PROBLEM DETAILS:
Report each line of the records that contains the string "evenodd", copying every such line in full.

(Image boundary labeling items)

== == ==

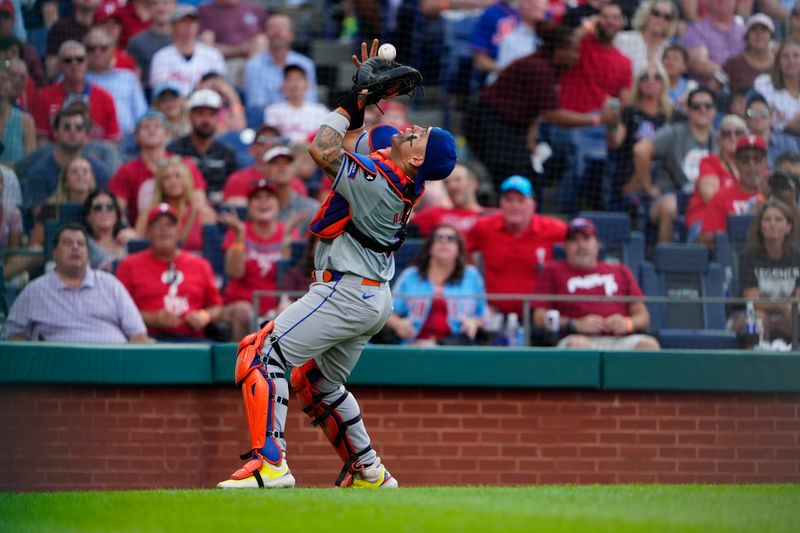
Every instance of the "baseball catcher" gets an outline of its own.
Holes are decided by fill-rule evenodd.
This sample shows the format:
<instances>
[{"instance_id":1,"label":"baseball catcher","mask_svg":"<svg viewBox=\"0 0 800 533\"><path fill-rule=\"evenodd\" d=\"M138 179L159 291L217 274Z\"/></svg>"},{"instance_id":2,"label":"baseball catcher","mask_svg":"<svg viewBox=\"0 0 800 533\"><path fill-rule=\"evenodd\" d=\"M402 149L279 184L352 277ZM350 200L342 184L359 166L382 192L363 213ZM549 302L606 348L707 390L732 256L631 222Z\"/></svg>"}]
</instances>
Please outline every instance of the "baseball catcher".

== == ==

RESPONSE:
Holes are decided by fill-rule evenodd.
[{"instance_id":1,"label":"baseball catcher","mask_svg":"<svg viewBox=\"0 0 800 533\"><path fill-rule=\"evenodd\" d=\"M138 179L159 291L217 274Z\"/></svg>"},{"instance_id":2,"label":"baseball catcher","mask_svg":"<svg viewBox=\"0 0 800 533\"><path fill-rule=\"evenodd\" d=\"M402 149L279 184L352 277ZM350 200L342 184L359 166L382 192L363 213ZM549 302L606 348L707 390L732 256L631 222Z\"/></svg>"}]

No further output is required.